#### [Selected extract]

/---

Section: New Results
Modeling Interfaces and Contacts
Assessing the Stability of Protein Complexes within Large Assemblies
Keywords : Tandem Affinity Purification, large protein assemblies, data integration, curved Voronoi diagrams, topological stability.
Participants : Frédéric Cazals, Tom Dreyfus.
Structural genomics projects, in particular those exploiting Tandem Affinity Purification (TAP), have revealed remarkable features of full proteomes. While these insights are essentially of combinatorial nature, that is a number of proteins are known to interact within a complex, leveraging this information will require building three dimensional models of these assemblies. Such an endeavour has recently been completed for the Nuclear Pore Complex, for which plausible reconstructions have been computed from different experimental data, including TAP data. But the reconstruction is qualitative and the coherence to TAP data is not analyzed.
In this work [16] , we introduce toleranced collections of balls to represent protein assemblies known with uncertainties, together with a method highlighting stable complexes within such assemblies. The method relies on the computation of the topological stability of the connected components in a collection of balls growing according to a so-called additively-multiplicatively-weighted Voronoi diagram. In particular, our strategy enables the investigation of the coherence between a reconstructed model and TAP data.
Comparing Voronoi and Laguerre tessellations in the protein-protein docking context
Keywords : Protein-protein interactions, docking, learning, Voronoi and Laguerre tessellations.
Participant : Julie Bernauer.
In collaboration with Thomas Bourquard, Jerome Azé, and Anne Poupon.
T. Bourquard is with LRI Université Paris-Sud 11.
J. Azé is with LRI Université Paris-Sud 11.
A. Poupon is in the Physiologie de la Reproduction et des Comportements lab, INRA Tours.
Most proteins fulfill their functions through the interaction with other proteins. Because most of these interactions are transitory, they are difficult to detect experimentally, and obtaining the structure of the complex is generally not possible. Consequently, prediction of the existence of these interactions and of the structure of the resulting complex has received a lot of attention in the last decade. However, proteins are very complex objects, and classical computing methods have led to computer-time consuming methods, whose accuracy is not sufficient for large scale exploration of the so-called “interactome”, the ensemble of protein-protein complexes in the cell. In order to design an accurate and high-throughput prediction method for protein-protein docking, the first step was to model a protein structure using a formalism amenable to fast computation, without losing the intrinsic properties of the object. In our work [14] , we have tested two different, but related, formalisms: the Voronoi and Laguerre tessellations. We present here a comparison of these two models in the context of protein-protein docking.

\---

#### [Data shown]
/---

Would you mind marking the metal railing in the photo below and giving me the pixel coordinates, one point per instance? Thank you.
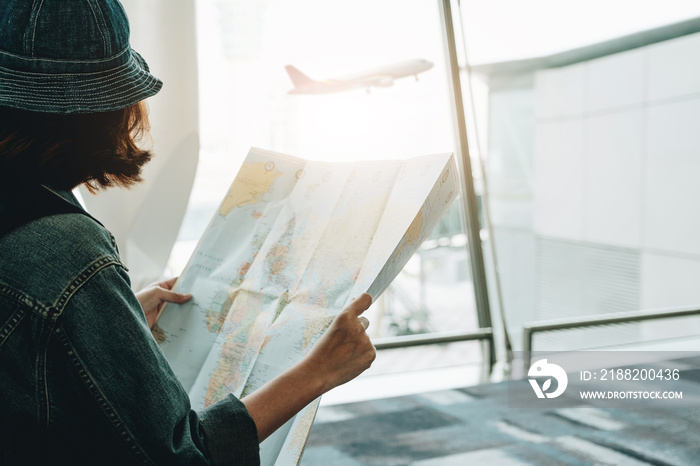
(530, 329)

\---

#### [Tasks to carry out]
1. In the New Results section on protein assemblies and docking, which complex is said to have had plausible reconstructions computed from different experimental data, including TAP data?
2. From the New Results section on protein assemblies and docking, extract the passage between "Comparing Voronoi and" and "Bourquard is with LRI Université Paris-Sud 11.", inclusive.
3. Extend the New Results section on protein assemblies and docking past its final sentence.

#### [Results of the tasks]
1. The Nuclear Pore Complex.

2.
Comparing Voronoi and Laguerre tessellations in the protein-protein docking context
Keywords : Protein-protein interactions, docking, learning, Voronoi and Laguerre tessellations.
Participant : Julie Bernauer.
In collaboration with Thomas Bourquard, Jerome Azé, and Anne Poupon.
T. Bourquard is with LRI Université Paris-Sud 11.

3.
A geometric knowledge-based coarse-grained scoring potential for structure prediction evaluation
Keywords : Knowledge-based potential, structure prediction and refinement, spherical arrangements, surface area, coarse-grained model.
Participants : Julie Bernauer, Frédéric Cazals, Sébastien Loriot.
In collaboration with M. Levitt, Dpt of Structural Biology, Stanford University.
Knowledge-based protein folding potentials have proven successful in the recent years. Based on statistics of observed interatomic distances, they generally encode pairwise contact information.
In this study [15] , we present a method that derives multi-body contact potentials from measurements of surface areas using coarse-grained protein models. The measurements are made using a newly implemented geometric construction: the arrangement of circles on a sphere [13] . This construction enables the definition of residue covering areas which are used as parameters to build functions able to distinguish native structures from decoys. These functions, encoding up to 5-body contacts are evaluated on a reference set of 66 structures and its 45000 decoys, and also on the often used lattice_ssfit set from the decoys'R us database. We show that the most relevant information for discrimination resides in 2- and 3-body contacts. The potentials we have obtained can be used for evaluation of putative structural models; they could also lead to different types of structure refinement techniques that use multi-body interactions.